**Data excerpts**
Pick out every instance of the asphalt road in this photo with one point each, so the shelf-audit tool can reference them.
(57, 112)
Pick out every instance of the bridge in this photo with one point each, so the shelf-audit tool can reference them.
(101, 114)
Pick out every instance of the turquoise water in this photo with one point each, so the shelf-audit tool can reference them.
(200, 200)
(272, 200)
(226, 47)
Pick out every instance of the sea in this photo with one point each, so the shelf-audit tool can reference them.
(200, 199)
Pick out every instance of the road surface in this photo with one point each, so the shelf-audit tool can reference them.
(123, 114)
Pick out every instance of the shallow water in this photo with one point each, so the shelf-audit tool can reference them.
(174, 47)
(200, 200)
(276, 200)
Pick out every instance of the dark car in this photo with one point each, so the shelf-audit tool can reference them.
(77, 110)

**Brief**
Please arrange the items as a numbered list, starting at the line that contains "Pick out every instance of the road" and ending at the final line of the items, with blank lines left out.

**Written answer**
1. Pick out every instance of the road surface in this photo with one point each, so the shelf-audit tool can reference them.
2. (123, 114)
3. Pick out every instance of the shallow water in this photo with one point each, so the shelf-audit tool can reference them.
4. (174, 47)
5. (200, 200)
6. (276, 200)
7. Pick out every instance of the dark car in this photo with one point each, so the shelf-audit tool can reference them.
8. (77, 110)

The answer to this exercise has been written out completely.